Which lines of the records contain the string "shirt"? Report each such line in full, treating uppercase and lowercase letters as different.

>> Begin Supplied information

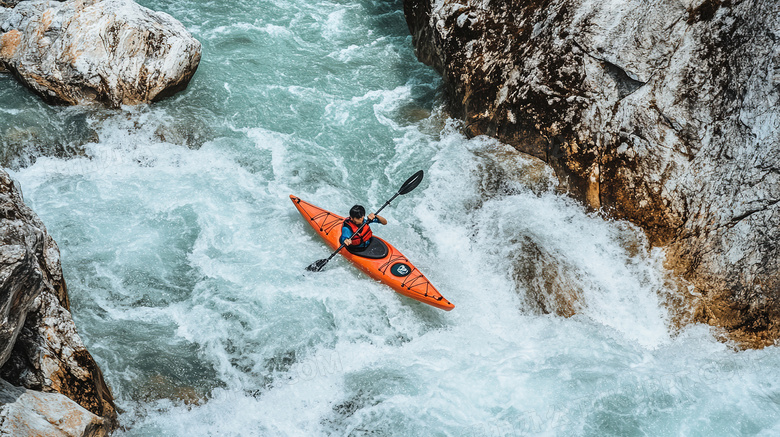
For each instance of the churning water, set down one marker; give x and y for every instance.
(185, 258)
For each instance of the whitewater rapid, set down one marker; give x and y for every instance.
(185, 259)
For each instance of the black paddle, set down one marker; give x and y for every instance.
(408, 186)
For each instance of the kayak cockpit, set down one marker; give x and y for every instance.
(376, 249)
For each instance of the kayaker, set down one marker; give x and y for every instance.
(353, 222)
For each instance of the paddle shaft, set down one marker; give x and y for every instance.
(361, 227)
(408, 186)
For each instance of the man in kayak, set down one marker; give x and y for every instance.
(351, 225)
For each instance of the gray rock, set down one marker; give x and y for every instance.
(30, 413)
(41, 349)
(664, 113)
(29, 263)
(113, 51)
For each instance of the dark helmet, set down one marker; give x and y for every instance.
(357, 211)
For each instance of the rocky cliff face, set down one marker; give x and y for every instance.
(113, 51)
(664, 113)
(39, 346)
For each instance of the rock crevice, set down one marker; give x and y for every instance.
(663, 113)
(111, 51)
(40, 349)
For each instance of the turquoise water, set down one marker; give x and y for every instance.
(185, 258)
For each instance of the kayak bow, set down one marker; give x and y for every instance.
(380, 260)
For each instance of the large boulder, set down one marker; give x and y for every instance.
(664, 113)
(31, 413)
(40, 348)
(113, 51)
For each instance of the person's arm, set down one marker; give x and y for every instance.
(373, 218)
(346, 236)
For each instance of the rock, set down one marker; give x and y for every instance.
(112, 51)
(41, 348)
(30, 413)
(663, 113)
(29, 263)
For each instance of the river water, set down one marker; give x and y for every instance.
(185, 257)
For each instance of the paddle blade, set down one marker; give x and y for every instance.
(411, 183)
(317, 265)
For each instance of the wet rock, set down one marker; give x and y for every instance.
(663, 113)
(41, 349)
(112, 51)
(31, 413)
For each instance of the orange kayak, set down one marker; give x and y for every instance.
(380, 260)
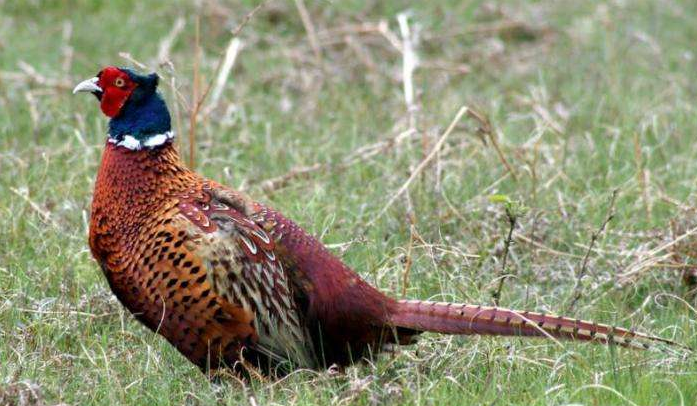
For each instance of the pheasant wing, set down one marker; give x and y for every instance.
(242, 267)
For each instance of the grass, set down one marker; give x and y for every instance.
(584, 97)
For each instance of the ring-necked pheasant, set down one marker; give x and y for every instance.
(225, 279)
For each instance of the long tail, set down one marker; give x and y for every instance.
(452, 318)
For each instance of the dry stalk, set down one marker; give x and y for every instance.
(193, 114)
(578, 289)
(409, 63)
(642, 175)
(231, 52)
(163, 53)
(424, 163)
(361, 154)
(496, 296)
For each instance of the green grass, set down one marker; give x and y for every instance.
(616, 76)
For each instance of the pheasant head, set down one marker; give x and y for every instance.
(139, 115)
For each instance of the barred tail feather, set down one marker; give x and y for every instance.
(453, 318)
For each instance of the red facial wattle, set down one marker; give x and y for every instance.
(117, 87)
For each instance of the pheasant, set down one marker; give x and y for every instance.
(232, 283)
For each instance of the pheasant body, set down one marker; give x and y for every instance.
(231, 282)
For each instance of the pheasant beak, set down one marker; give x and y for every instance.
(89, 85)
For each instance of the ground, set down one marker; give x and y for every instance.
(571, 102)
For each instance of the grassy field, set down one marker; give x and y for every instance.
(583, 98)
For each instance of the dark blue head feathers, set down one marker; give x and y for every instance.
(145, 112)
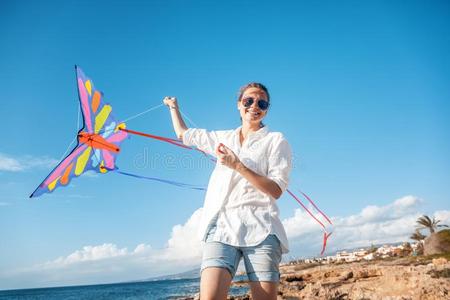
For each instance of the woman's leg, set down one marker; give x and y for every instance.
(214, 283)
(262, 265)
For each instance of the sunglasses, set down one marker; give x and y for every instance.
(262, 104)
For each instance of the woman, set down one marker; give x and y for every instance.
(240, 215)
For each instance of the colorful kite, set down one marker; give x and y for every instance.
(98, 143)
(98, 140)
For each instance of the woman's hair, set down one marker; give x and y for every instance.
(254, 85)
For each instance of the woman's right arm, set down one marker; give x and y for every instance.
(177, 120)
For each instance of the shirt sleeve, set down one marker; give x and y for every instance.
(201, 138)
(280, 163)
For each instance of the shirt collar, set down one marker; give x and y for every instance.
(263, 131)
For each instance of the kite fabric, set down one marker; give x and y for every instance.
(98, 144)
(98, 141)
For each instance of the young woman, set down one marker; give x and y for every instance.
(240, 215)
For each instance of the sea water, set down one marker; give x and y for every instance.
(159, 289)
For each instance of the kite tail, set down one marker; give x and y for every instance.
(326, 235)
(315, 206)
(167, 140)
(175, 183)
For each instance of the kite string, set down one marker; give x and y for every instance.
(144, 112)
(73, 140)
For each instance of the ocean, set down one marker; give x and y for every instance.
(159, 289)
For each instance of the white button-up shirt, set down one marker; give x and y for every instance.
(244, 215)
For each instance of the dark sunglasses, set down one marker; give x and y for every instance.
(262, 104)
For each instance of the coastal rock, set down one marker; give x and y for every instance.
(368, 280)
(397, 279)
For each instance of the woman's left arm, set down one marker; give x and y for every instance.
(228, 158)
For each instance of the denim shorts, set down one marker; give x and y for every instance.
(261, 261)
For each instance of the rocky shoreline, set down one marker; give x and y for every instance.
(403, 278)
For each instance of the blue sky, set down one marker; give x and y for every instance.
(359, 88)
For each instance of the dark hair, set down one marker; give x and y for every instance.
(254, 85)
(257, 85)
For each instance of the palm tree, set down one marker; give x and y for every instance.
(431, 224)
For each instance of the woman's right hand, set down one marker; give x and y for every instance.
(171, 102)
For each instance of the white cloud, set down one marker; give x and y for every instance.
(22, 163)
(393, 222)
(109, 262)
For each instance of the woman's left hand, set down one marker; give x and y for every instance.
(227, 157)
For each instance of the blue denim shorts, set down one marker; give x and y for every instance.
(261, 261)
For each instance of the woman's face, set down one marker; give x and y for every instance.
(252, 114)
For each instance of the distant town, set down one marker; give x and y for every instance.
(371, 253)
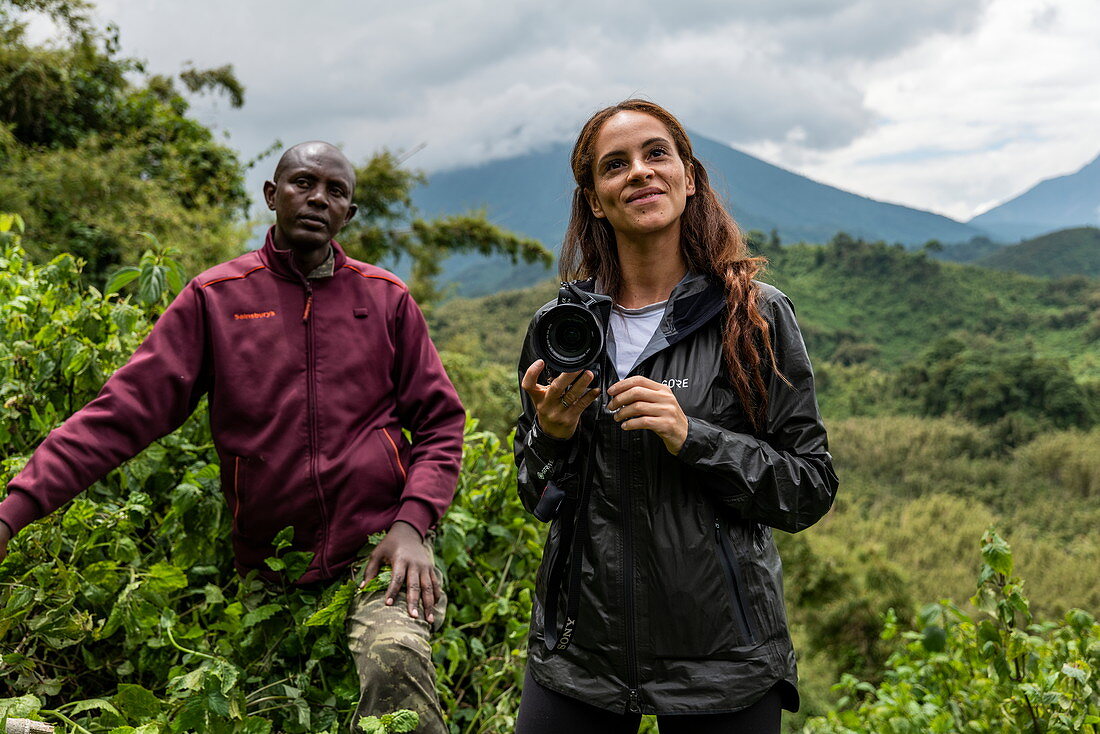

>> End Supplied information

= Task answer =
For each instance of the shirt sleeve, set down one marker; give x and y for every instance.
For each instance of the shirt collar, set down one marker; give x and y for every instance.
For each instance of the white button-up shirt, set down one marker; give x and y for every instance.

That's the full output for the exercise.